**Exercise aim**: Copy out the traumatic brain injury overview below word for word, from its first sentence through the last line under "Overview For Clinicians".

**Page extract**:
^^^^^^^^^^^^^^^^

A traumatic brain injury (TBI) varies tremendously in causes, symptoms and outcomes. This may depend on the type of brain injury, the severity, and treatment options. TBI’s and concussions come from a blow to the head, or a violent movement of the cranium, causing a jolt to the brain. They can be caused by a number of reasons such as: violence, sports and recreational activities injuries, transportation accidents, a fall, or assaults. A TBI can be trivial, mild simple, mild complex, moderate and severe, which all have different needs and different possible outcomes. Doctors classify traumatic brain injury as mild, moderate or severe, depending on whether the injury causes unconsciousness, how long unconsciousness lasts and the severity of symptoms. If a TBI is suspected, it is important to speak to a doctor as soon as possible to determine the best course of action.
Overview For Parents
- A gradual, closely-supervised active rehabilitation program provides not only means to a faster recovery, but also, qualitatively speaking, increases the self-efficacy and confidence of the child, as well as the empowerment of the parents.
- Having sustained a mild TBI may affect children’s confidence in their performance of specific physical activities, even though they appear to be fully recovered.
Overview For Clinicians
- Although most individuals recover within 2 to 4 weeks after a mild TBI, an estimated 10% to 33% of individuals have persistent symptoms beyond 1 to 3 months after injury.

^^^^^^^^^^^^^^^^

**Given material**:
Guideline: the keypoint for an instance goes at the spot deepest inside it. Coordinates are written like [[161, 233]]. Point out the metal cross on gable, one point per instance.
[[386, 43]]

^^^^^^^^^^^^^^^^

**Final answer**:
A traumatic brain injury (TBI) varies tremendously in causes, symptoms and outcomes. This may depend on the type of brain injury, the severity, and treatment options. TBI’s and concussions come from a blow to the head, or a violent movement of the cranium, causing a jolt to the brain. They can be caused by a number of reasons such as: violence, sports and recreational activities injuries, transportation accidents, a fall, or assaults. A TBI can be trivial, mild simple, mild complex, moderate and severe, which all have different needs and different possible outcomes. Doctors classify traumatic brain injury as mild, moderate or severe, depending on whether the injury causes unconsciousness, how long unconsciousness lasts and the severity of symptoms. If a TBI is suspected, it is important to speak to a doctor as soon as possible to determine the best course of action.
Overview For Parents
- A gradual, closely-supervised active rehabilitation program provides not only means to a faster recovery, but also, qualitatively speaking, increases the self-efficacy and confidence of the child, as well as the empowerment of the parents.
- Having sustained a mild TBI may affect children’s confidence in their performance of specific physical activities, even though they appear to be fully recovered.
Overview For Clinicians
- Although most individuals recover within 2 to 4 weeks after a mild TBI, an estimated 10% to 33% of individuals have persistent symptoms beyond 1 to 3 months after injury.